┌──

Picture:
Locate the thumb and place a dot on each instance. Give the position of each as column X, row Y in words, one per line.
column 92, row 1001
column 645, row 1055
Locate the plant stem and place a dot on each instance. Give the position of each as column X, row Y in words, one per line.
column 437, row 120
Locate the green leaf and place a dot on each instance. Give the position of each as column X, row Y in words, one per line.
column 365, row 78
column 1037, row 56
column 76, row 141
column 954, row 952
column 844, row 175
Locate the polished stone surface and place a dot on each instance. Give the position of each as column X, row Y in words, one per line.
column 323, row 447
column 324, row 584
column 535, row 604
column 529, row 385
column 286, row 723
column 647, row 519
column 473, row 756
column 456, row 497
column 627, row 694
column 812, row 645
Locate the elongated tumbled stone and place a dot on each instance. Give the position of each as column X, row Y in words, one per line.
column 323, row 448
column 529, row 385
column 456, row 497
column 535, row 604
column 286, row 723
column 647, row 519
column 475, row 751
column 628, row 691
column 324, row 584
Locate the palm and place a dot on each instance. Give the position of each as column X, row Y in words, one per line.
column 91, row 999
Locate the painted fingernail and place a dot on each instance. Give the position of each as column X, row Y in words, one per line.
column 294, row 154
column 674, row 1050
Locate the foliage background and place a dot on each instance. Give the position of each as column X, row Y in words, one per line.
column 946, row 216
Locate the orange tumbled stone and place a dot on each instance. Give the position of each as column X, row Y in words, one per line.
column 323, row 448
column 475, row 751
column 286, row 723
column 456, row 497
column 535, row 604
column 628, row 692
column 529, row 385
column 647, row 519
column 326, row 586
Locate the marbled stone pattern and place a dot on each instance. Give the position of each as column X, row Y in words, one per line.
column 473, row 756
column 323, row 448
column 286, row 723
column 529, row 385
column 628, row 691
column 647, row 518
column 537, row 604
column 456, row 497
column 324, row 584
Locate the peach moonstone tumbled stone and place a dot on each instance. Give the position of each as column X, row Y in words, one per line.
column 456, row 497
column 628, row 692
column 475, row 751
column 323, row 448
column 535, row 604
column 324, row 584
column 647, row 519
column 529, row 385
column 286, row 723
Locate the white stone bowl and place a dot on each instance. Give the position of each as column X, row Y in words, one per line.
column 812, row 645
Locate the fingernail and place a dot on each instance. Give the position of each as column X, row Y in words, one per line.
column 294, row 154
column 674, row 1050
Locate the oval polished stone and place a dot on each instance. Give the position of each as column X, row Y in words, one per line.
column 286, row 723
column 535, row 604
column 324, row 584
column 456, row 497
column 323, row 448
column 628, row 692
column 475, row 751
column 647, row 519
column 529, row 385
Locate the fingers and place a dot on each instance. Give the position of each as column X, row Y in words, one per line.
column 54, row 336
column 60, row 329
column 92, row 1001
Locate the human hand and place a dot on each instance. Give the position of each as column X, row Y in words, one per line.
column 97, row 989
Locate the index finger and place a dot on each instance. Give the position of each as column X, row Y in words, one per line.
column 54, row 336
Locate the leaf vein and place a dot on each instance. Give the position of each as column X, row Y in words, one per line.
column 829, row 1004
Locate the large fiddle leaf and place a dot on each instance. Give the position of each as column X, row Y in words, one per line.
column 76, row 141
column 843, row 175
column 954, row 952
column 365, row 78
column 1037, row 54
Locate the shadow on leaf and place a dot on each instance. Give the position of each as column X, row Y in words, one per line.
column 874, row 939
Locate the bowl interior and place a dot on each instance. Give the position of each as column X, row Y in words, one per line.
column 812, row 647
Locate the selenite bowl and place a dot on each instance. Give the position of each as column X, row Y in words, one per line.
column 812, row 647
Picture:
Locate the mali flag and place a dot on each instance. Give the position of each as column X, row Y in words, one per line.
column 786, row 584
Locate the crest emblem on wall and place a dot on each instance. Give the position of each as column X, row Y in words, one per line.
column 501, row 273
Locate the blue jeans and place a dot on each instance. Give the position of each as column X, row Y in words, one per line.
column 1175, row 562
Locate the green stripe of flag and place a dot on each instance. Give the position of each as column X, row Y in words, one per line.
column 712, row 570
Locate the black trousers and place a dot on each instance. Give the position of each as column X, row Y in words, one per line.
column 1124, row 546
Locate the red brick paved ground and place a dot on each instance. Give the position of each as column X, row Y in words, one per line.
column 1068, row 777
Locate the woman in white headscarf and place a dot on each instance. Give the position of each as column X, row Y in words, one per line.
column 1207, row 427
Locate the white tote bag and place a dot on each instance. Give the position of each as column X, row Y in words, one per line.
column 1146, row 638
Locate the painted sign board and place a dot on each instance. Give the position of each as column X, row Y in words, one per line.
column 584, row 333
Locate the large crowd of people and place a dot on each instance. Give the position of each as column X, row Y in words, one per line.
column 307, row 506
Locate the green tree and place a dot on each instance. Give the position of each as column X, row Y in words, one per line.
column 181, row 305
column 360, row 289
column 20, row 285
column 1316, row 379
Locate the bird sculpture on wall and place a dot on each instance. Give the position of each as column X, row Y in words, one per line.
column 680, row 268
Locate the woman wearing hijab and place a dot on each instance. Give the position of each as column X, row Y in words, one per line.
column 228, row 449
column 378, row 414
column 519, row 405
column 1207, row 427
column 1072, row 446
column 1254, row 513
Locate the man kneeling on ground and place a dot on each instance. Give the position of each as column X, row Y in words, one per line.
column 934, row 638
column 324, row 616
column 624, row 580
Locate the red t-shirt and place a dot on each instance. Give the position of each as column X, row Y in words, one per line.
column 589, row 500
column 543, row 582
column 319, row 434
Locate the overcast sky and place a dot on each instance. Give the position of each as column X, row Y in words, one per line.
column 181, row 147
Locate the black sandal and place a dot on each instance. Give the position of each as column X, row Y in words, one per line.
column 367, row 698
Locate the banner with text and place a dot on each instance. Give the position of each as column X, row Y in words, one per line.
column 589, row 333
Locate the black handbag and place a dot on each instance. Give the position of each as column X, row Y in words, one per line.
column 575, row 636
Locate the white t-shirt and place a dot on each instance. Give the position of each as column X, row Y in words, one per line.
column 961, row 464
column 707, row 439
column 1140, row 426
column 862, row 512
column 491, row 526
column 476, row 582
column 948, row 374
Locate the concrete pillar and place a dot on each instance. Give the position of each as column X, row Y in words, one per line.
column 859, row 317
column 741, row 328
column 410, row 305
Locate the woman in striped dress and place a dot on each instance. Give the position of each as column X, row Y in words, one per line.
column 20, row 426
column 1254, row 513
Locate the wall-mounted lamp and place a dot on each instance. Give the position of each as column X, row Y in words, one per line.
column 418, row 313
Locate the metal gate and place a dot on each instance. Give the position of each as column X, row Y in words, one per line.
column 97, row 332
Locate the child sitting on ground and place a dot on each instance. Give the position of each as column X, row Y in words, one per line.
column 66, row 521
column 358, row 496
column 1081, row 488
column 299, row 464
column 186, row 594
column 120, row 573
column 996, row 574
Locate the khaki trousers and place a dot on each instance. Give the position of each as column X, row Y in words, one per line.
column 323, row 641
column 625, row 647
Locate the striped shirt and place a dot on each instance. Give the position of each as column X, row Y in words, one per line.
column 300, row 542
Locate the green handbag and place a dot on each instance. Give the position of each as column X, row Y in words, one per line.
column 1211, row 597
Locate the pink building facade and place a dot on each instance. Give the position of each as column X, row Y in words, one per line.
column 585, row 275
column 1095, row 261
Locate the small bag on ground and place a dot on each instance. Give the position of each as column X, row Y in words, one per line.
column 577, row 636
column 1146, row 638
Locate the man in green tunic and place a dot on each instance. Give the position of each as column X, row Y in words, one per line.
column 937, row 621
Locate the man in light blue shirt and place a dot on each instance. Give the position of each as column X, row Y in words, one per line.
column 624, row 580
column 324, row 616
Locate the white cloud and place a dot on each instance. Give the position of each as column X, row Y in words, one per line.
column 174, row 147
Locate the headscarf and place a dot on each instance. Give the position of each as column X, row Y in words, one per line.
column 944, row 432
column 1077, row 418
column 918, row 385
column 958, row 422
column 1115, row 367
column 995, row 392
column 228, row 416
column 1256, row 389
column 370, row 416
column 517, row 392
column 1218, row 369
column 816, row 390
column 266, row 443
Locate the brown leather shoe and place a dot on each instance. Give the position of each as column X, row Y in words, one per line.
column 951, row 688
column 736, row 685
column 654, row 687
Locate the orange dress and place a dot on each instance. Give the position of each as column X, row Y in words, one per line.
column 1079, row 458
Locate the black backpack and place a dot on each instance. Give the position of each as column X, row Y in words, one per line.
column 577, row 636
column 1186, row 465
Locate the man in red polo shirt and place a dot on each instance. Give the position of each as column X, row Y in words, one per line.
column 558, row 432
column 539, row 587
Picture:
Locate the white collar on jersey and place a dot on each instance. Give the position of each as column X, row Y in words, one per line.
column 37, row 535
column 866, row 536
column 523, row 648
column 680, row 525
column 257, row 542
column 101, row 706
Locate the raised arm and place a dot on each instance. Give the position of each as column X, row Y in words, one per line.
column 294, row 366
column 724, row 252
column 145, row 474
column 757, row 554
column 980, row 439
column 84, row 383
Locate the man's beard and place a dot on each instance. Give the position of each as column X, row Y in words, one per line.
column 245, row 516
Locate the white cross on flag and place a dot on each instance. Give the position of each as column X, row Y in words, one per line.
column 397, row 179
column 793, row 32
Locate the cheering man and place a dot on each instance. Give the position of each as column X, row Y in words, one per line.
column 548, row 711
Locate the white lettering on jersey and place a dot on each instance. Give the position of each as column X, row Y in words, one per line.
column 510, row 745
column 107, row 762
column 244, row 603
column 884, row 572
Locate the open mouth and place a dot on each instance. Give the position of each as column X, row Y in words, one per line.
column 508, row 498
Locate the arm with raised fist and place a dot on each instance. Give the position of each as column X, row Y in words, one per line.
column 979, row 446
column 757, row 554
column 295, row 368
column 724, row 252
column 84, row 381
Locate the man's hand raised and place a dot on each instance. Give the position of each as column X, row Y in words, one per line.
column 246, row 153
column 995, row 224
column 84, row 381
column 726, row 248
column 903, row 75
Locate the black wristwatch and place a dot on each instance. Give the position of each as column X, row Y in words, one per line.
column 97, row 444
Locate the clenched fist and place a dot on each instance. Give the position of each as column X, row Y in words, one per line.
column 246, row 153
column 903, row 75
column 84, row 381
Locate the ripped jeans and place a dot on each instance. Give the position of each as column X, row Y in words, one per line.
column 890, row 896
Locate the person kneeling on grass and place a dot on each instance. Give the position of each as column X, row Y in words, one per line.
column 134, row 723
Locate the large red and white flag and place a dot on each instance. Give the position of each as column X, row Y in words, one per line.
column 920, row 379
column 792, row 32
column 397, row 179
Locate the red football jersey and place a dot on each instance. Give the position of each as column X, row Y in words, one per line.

└──

## Work to complete
Rewrite everything in the data above from the line containing "Locate the man in red" down to the line containing "column 101, row 706", both lines included, as a numbered list. Leave out any blank lines.

## Response to this task
1. Locate the man in red polo shirt and place a dot on each instance. Give the position of each as column X, row Y in words, one per line.
2. column 558, row 432
3. column 539, row 587
4. Picture:
5. Locate the white collar on jersey and place a dot on each instance. Give the position of each as column X, row Y in words, one per line.
6. column 37, row 535
7. column 866, row 536
8. column 523, row 648
9. column 680, row 525
10. column 257, row 542
11. column 101, row 706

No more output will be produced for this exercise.